The extraction of coffee grounds for subsequent immobilization aimed to purify them from lipids and other substances. This process was crucial to achieve the highest possible degree of enzyme immobilization and eliminate lipids that might impede the adsorption process and encapsulation into pores. According to Budžaki et al. [18], compounds other than cellulose and hemicellulose should be removed through extraction. Due to differences in polarity and extractability, a multistep extraction system should be applied to achieve suitable carriers for enzyme immobilization. Therefore, in the current study, spent coffee grounds were extracted with water for 4 h, then with hexane, and finally with ethanol. The extraction yields are presented in Figure 2a. Approximately 10.5% of extraction yield was observed for water as the solvent. As the saying goes, “like dissolves like”, indicating that polar compounds dissolve in polar solvents. Over these four hours, water, being a polar solvent, may primarily extract sugars and proteins. This step was followed by hexane extraction, and this time, the nonpolar solvent extracted lipids (7.7%), whereas coffee grounds obtained from industrial coffee processing may contain 10 to 15% lipids [18]. The application of the third solvent, i.e., ethanol, allowed for the extraction of other compounds with a yield of 2.5%.

◆ What you have to do
Extend the passage on the solvent extraction of spent coffee grounds, starting after its final sentence.

◆ Data to examine
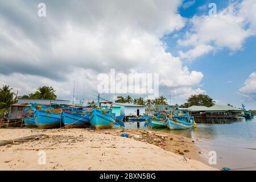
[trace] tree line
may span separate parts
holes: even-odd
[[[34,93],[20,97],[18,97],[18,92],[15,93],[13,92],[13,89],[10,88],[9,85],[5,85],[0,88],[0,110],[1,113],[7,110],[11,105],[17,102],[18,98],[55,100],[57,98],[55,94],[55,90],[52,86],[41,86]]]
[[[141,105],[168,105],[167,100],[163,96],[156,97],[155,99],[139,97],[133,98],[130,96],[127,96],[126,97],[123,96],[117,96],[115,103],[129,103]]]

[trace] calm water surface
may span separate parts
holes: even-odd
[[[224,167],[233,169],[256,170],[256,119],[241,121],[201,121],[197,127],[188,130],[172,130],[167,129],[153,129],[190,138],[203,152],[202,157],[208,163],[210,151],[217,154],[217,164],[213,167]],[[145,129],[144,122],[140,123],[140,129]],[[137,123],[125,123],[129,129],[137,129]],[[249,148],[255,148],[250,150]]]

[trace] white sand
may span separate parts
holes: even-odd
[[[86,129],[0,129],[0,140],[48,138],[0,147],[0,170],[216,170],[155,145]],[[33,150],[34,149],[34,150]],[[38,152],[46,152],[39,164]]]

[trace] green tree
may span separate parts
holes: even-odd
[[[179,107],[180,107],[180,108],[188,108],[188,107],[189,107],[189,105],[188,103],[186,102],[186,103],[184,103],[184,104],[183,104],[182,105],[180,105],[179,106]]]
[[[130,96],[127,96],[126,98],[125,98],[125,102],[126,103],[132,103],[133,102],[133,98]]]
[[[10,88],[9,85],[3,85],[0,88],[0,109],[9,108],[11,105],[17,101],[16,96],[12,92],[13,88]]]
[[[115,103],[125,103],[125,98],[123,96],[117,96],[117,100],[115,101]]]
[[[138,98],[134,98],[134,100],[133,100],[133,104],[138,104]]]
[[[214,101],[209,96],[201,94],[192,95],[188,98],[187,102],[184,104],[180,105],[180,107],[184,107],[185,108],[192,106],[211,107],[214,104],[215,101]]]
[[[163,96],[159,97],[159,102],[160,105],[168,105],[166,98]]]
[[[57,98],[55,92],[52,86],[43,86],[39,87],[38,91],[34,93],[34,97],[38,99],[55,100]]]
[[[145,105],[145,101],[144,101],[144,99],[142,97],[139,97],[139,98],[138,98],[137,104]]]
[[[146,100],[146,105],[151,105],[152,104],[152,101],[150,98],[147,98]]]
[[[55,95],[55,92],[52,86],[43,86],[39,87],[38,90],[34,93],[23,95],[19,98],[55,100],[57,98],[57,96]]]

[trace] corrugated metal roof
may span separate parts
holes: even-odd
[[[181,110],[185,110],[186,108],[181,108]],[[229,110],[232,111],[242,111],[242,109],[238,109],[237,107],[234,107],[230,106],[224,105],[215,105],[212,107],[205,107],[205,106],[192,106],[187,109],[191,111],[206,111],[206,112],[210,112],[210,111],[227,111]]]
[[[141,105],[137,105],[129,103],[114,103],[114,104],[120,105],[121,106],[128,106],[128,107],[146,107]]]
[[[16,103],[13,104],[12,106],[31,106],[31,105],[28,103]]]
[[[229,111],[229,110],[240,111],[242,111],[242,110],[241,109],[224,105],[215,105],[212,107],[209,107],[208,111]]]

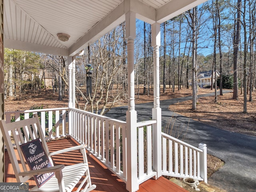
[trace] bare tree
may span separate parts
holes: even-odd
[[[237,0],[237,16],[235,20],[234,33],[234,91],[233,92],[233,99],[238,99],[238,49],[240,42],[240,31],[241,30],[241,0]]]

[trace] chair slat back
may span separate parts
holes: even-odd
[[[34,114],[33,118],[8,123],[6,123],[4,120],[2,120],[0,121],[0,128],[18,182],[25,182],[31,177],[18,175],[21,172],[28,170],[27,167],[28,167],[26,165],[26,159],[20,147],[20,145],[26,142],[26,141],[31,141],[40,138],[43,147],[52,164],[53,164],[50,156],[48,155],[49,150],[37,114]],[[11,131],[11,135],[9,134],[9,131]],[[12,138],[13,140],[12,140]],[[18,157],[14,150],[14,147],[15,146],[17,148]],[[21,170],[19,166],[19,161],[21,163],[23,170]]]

◆ Response
Due to the fact that coffee grounds are still a valuable source of bioactive compounds [25,26], aqueous and ethanol extracts were tested for the content of polyphenolic compounds using the Folin–Ciocalteu spectrophotometric method. As can be seen in Figure 2b, there are substantial variations in total polyphenol content between the aqueous and ethanol extracts, with 34.5 mg CGA/g SCG in the aqueous extract compared to 6.8 mg CGA/g SCG in the ethanol extract. Interestingly, the most commonly used solvents for polyphenol extraction are ethanol or methanol, usually in the form of 70–80% aqueous solutions [26]. On the contrary, in the current study, more than five times more polyphenols were detected in the aqueous extract, which indicates that the vast majority of these bioactive compounds could be extracted using water as a solvent, and then other compounds with a greater affinity for ethanol were extracted. The most common compounds found in coffee samples and spent coffee grounds are chlorogenic, gallic, p-coumaric, and trans-ferulic acids, which are examples of polyphenols, and caffeine, a methylxanthine alkaloid [27].

The solid residue after Soxhlet extraction, i.e., the defatted coffee grounds without antioxidants, was analyzed for its carbon, nitrogen, and sulfur content using the dry combustion method (Table 2). The elemental analysis of SCG was quite similar to that reported in the literature [19].

The samples of SCG in the current study showed a relatively high carbon content of 53.28%, a significantly low nitrogen content of 2.48%, and only 0.12% sulfur, which is not as abundant in plant-based materials as other elements. In the study of Girelli et al. [19], the carbon content decreases during the pretreatment processes, likely due to removing some carbon-containing compounds. Still, its levels in different types of spent coffee grounds were in the range of 43.8–50.86%. Similarly, nitrogen and sulfur content is marginal and did not exceed 2.5 and 0.25%, respectively.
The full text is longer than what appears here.